— START —

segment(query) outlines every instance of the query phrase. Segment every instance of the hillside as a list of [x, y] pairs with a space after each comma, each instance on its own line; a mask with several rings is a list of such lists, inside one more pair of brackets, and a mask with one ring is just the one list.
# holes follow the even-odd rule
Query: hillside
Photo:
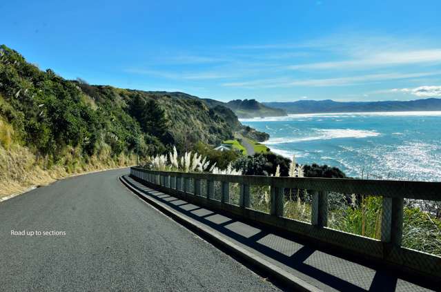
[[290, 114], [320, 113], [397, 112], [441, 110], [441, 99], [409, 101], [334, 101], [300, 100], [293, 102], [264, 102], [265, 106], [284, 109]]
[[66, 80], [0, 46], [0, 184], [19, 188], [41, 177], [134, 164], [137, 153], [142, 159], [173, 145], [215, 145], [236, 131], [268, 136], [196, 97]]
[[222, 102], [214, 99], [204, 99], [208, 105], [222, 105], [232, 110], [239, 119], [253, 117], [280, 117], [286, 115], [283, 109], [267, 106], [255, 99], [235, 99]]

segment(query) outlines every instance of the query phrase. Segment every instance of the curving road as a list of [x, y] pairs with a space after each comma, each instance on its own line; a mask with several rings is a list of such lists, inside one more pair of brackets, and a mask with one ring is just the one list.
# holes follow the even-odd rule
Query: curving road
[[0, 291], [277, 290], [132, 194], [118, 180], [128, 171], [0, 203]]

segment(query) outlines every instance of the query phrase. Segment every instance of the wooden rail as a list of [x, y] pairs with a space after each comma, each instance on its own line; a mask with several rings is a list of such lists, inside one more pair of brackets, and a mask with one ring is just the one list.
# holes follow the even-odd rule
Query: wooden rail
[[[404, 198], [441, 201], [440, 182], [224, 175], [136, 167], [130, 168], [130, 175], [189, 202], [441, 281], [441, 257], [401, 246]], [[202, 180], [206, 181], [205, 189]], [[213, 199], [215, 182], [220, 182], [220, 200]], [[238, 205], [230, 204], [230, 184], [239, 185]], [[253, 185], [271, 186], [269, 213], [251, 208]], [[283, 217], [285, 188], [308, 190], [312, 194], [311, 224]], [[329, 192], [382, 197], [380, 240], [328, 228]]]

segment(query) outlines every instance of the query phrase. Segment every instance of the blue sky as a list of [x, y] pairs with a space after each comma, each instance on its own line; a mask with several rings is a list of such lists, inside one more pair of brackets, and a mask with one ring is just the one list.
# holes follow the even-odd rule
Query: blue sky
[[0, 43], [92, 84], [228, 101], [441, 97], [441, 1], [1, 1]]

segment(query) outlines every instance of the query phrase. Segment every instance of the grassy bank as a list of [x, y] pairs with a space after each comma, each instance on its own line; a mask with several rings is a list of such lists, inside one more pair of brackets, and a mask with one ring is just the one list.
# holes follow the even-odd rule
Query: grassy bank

— END —
— START —

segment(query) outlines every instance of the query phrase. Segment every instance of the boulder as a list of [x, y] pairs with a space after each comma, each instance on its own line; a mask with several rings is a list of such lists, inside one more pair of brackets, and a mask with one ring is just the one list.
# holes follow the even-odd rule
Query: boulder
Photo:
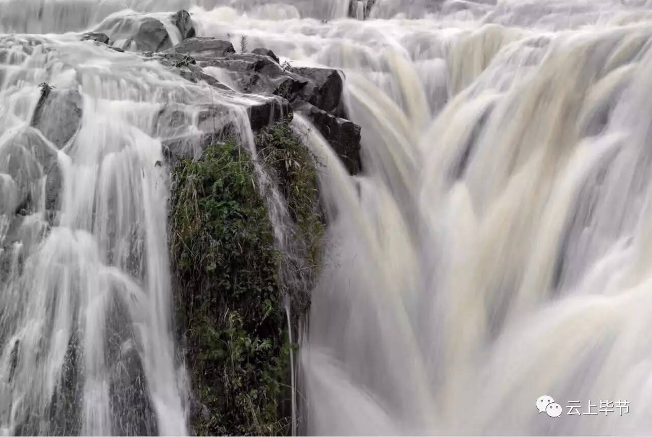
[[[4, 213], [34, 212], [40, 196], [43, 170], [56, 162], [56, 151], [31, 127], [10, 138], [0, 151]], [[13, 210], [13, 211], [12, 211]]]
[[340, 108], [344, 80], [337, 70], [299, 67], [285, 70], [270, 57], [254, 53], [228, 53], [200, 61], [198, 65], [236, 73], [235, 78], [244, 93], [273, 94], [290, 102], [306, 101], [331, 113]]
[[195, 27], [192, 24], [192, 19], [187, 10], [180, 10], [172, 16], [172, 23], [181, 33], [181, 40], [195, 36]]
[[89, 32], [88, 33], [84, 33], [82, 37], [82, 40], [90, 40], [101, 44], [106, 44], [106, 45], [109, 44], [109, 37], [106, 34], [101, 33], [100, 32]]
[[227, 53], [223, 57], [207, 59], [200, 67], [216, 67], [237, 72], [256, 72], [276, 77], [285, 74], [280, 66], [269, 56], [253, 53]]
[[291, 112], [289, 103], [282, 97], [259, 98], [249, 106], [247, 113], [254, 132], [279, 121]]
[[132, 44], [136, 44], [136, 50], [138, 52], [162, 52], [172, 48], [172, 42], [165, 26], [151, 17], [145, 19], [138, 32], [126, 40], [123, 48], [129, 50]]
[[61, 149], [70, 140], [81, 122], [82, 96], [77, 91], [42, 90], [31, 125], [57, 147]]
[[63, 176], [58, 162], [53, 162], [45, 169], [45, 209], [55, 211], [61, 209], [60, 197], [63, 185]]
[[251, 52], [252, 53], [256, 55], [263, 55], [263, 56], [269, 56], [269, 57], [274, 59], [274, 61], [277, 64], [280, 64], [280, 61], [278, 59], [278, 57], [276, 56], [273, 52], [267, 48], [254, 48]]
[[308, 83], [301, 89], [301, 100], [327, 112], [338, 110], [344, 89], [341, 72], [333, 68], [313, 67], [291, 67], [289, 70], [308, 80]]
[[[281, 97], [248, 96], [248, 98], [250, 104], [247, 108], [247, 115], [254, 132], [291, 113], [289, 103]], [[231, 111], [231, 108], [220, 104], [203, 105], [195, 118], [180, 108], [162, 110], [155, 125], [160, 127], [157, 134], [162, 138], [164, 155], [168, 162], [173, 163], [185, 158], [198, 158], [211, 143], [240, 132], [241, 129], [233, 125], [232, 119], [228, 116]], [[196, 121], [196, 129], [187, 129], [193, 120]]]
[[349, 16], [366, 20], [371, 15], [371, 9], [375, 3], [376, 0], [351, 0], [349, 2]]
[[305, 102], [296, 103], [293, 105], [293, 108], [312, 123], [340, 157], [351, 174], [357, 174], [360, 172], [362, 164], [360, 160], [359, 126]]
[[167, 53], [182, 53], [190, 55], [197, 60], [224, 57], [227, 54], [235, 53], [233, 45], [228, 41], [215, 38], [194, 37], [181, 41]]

— END —
— START —

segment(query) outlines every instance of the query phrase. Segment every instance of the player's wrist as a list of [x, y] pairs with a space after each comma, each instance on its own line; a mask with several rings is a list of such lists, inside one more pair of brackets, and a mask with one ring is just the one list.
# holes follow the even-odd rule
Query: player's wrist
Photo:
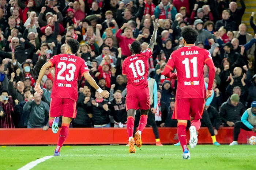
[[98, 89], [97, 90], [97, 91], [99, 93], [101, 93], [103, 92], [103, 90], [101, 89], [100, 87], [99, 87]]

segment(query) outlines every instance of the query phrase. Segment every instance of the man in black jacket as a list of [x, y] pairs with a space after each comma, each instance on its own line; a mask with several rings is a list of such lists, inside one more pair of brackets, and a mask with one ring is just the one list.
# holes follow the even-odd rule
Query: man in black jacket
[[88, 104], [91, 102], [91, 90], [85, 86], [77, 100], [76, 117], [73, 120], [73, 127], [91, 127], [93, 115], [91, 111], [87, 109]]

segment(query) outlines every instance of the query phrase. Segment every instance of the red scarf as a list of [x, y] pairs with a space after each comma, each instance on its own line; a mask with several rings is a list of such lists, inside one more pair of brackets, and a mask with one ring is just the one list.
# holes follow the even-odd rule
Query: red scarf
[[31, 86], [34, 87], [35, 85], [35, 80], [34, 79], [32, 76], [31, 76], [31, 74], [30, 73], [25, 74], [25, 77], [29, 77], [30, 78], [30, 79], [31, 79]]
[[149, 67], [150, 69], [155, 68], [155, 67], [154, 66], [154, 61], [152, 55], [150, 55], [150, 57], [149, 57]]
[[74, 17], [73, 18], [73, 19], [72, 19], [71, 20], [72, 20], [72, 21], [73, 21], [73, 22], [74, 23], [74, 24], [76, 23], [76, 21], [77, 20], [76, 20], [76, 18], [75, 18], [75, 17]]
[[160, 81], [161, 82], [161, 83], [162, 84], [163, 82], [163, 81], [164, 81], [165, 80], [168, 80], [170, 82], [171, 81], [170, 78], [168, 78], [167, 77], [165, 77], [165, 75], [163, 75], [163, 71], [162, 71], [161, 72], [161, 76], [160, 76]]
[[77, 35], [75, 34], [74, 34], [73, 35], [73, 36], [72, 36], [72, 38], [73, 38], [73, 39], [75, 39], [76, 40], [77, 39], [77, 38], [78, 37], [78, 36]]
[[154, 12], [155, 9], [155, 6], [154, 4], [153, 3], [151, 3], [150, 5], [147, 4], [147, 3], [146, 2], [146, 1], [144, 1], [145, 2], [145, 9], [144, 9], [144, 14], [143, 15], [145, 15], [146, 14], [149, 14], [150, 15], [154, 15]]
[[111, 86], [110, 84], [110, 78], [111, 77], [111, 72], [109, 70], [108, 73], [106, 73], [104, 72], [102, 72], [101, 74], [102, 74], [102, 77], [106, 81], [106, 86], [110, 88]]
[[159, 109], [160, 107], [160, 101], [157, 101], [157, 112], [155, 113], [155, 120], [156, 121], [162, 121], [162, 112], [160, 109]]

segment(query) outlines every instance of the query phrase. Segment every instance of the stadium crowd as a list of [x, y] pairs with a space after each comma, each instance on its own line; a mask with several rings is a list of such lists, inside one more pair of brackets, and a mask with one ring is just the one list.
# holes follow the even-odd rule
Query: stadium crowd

— END —

Task brief: Present the lines from the one holding "of the player's" through the one holding "111], [87, 109]]", inclusive, as a Markdown table with a Row column numbering each row and an Entry column giving the line. Omit blank lines, and leave the pictures out.

Result:
| Row | Entry |
|---|---|
| 1 | segment(query) outlines every instance of the query phrase. Segment every instance of the player's wrist as a list of [x, y] pairs with a space after each comma, each instance on its own line; a mask with several rings is a list of such lists, inside one more pair of brackets, and a mask with one ring is just the one list. |
| 2 | # holes follow the even-odd rule |
| 3 | Query: player's wrist |
| 4 | Photo: |
| 5 | [[98, 89], [97, 90], [97, 91], [99, 93], [101, 93], [103, 92], [103, 90], [101, 89], [100, 87], [99, 87]] |
| 6 | segment(query) outlines every instance of the query phrase. Segment every instance of the man in black jacket as a list of [x, y] pairs with a space after each comma, each instance on its own line; a mask with several rings is a list of such lists, inside one more pair of brackets, and a mask with one ring is just the one list. |
| 7 | # holes follow the even-odd rule |
| 8 | Query: man in black jacket |
| 9 | [[88, 104], [91, 102], [91, 90], [85, 86], [77, 100], [76, 117], [73, 120], [73, 127], [91, 127], [93, 115], [91, 111], [87, 109]] |